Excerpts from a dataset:
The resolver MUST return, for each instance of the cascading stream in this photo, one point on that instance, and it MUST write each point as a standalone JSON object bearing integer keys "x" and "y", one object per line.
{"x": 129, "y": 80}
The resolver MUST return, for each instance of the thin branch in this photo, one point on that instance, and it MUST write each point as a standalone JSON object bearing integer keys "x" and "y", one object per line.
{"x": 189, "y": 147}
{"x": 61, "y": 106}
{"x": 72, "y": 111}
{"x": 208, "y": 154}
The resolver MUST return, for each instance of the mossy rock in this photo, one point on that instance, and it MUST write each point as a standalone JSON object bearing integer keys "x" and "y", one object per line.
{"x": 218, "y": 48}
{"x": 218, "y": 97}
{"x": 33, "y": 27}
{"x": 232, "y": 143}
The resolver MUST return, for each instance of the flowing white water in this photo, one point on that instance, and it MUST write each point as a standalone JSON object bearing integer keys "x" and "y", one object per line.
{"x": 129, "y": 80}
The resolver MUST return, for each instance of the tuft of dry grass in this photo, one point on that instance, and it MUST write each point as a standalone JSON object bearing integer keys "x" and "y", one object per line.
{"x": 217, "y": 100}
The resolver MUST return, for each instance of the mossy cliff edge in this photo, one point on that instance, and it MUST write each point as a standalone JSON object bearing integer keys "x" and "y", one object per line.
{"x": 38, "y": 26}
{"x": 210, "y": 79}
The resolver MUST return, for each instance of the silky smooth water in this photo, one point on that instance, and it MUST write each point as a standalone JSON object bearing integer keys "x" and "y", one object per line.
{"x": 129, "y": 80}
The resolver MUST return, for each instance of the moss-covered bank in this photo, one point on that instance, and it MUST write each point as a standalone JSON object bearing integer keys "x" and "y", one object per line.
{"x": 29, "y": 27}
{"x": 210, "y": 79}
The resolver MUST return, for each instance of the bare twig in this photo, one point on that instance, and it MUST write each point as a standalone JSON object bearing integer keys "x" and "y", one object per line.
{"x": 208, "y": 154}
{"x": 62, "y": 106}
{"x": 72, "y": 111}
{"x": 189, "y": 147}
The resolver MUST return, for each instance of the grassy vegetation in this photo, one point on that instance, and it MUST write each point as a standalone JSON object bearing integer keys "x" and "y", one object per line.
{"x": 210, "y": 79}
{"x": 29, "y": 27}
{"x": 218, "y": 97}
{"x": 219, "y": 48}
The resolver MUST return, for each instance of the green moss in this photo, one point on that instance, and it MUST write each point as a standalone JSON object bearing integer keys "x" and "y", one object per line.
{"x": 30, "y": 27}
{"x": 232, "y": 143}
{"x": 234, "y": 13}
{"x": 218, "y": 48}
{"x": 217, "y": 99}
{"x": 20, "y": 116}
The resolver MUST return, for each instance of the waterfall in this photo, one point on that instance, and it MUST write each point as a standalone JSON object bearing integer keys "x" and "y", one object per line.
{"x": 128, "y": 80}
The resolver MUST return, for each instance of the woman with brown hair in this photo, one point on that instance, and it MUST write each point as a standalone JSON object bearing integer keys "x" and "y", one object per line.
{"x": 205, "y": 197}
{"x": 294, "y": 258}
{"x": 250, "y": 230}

**Exercise description**
Print exactly the lines from the one with "The resolver MUST return, for each instance of the woman" through the end of the data, inclusive.

**Exercise result**
The resolver MUST return, for each instance of the woman with brown hair in this photo, one point on that instance, and it MUST write each point as a standalone JSON object bearing integer keys "x" and "y", one object per line.
{"x": 205, "y": 197}
{"x": 294, "y": 258}
{"x": 250, "y": 230}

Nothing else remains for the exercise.